# horizontal bandsaw doing a slow hip-hop



## zeeprogrammer (Oct 31, 2009)

I have one of those import horizontal/vertical bandsaws that you can get from Harbor Freight. (Pretty happy with it thus far.)

Up to now...smooth cutting action. Today, I put a 3/8" bar of brass in and noticed that every second or two, the arm bounced up a little. Much slower rate than it takes for the blade to rotate completely.

Has anyone else seen this or know what it is?

I haven't investigated more yet...kinda want to work on the part I chopped off. I've been out of the shop for the LAST SIX DAYS! Heck...I don't even want to be taking the time to type this. ;D


----------



## Metal Mickey (Oct 31, 2009)

If it happened once per rev then the weld sometimes can do that on a worn blade, however in your case I would have a look at the teeth since some may have gone in a couple of places.....for what its worth.......MM


----------



## vlmarshall (Oct 31, 2009)

Yeah, you've broken a tooth or a few.
It'll eventually get worse, as the saw bounces up and comes back down on the following teeth, it'll break them off as well...


----------



## mklotz (Oct 31, 2009)

Preemptory hint here...

If you must buy a new blade, spend the money to get good bi-metal blades. They'll last much longer. Buy at least two so you have a reserve when one breaks at a most inconvenient time.


----------



## zeeprogrammer (Oct 31, 2009)

Thanks all. Thanks too for the tip. Well...now I have another excuse to go shopping.

I'll check the blade before I go and make sure.

Thanks again.


----------



## black85vette (Oct 31, 2009)

Agree with Marv. I am done with cheap blades. Also, get a couple of blades with different teeth per inch. More TPI on thin material and less TPI on thick.

I ordered my Starrett bi-metal blades from Travers. They have a page to help you select the correct blade. As I recall they are about $30 each but the cut great.


----------



## zeeprogrammer (Oct 31, 2009)

Thanks black85vette for the tip.

And I agree...should get better quality.


----------



## Metal Butcher (Oct 31, 2009)

I agree to agree with all the the previous posters that agreed!

Cheepo blades were a place to start that became a nuisance for me.

Seemed like they were welded together by some one with a bad eye for straightness.

A new blade would make the saw head jump like a jack rabbit on steroid's!

Here's where the very best you can buy is a good choice.

-MB


----------



## Cedge (Oct 31, 2009)

Zee...

> _SUPPLIED ENTRIES_:
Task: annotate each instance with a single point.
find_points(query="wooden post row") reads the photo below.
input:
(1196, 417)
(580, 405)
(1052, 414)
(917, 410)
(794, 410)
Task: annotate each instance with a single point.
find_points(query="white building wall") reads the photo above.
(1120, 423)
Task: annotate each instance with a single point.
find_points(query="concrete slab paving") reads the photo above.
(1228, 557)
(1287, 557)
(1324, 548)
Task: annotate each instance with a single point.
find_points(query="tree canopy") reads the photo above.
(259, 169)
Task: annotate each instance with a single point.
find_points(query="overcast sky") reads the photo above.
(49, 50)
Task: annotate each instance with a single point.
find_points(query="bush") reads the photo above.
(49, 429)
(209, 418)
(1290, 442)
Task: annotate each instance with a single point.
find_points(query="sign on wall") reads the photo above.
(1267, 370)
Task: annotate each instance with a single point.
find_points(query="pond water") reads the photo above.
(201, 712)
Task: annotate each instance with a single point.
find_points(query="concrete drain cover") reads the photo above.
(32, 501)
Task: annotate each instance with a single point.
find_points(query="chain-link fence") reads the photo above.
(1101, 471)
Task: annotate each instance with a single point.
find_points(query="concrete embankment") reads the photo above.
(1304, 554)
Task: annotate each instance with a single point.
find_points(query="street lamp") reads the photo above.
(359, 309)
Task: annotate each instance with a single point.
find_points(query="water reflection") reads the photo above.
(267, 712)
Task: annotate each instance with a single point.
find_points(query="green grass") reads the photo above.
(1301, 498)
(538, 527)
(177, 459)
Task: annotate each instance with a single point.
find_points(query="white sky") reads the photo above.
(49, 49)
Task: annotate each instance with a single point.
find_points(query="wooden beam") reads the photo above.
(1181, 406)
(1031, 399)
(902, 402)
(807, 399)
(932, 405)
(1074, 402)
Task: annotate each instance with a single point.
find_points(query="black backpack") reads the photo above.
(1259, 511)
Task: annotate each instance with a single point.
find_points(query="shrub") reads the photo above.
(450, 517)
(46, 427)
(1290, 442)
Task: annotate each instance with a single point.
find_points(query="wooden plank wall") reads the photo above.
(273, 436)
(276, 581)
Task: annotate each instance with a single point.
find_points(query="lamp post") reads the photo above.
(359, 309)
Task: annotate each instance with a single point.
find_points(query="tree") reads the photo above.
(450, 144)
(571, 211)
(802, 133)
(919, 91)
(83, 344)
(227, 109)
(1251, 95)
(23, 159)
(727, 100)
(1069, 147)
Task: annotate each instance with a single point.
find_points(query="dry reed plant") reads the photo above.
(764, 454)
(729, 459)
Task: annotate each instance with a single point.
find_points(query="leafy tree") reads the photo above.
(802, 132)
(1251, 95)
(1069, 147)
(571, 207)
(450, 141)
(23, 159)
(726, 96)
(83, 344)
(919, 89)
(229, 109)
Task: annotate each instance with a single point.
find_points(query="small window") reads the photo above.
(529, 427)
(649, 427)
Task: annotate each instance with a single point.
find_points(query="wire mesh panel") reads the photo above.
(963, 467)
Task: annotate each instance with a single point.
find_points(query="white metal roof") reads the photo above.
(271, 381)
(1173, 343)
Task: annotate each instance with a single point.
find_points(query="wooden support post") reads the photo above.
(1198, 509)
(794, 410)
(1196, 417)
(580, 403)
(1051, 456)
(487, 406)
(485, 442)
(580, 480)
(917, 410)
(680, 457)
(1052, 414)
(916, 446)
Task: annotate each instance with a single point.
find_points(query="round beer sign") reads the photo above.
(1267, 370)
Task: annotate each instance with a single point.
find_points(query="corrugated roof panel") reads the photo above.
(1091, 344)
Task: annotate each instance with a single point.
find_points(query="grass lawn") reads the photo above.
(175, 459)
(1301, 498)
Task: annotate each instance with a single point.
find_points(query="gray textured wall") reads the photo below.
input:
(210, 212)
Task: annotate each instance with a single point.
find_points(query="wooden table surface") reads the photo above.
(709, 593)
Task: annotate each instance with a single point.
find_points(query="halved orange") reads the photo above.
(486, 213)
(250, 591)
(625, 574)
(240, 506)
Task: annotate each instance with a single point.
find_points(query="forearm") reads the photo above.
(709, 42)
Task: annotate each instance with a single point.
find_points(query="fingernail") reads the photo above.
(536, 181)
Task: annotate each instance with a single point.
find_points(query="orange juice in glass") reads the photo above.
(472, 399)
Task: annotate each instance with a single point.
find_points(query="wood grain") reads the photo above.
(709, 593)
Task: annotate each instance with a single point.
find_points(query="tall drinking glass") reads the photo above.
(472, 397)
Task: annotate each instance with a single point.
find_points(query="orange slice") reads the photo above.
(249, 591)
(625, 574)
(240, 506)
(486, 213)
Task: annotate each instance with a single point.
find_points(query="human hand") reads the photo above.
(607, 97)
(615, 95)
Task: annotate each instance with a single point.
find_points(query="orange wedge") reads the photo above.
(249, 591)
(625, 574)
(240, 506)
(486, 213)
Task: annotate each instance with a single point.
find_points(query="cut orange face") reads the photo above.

> _WORK TO COMPLETE_:
Write out the bandsaw thread word for word, everything from "A new blade would" down to "Cedge (Oct 31, 2009)".

> _COMPLETED EXERCISE_:
A new blade would make the saw head jump like a jack rabbit on steroid's!

Here's where the very best you can buy is a good choice.

-MB


----------



## Cedge (Oct 31, 2009)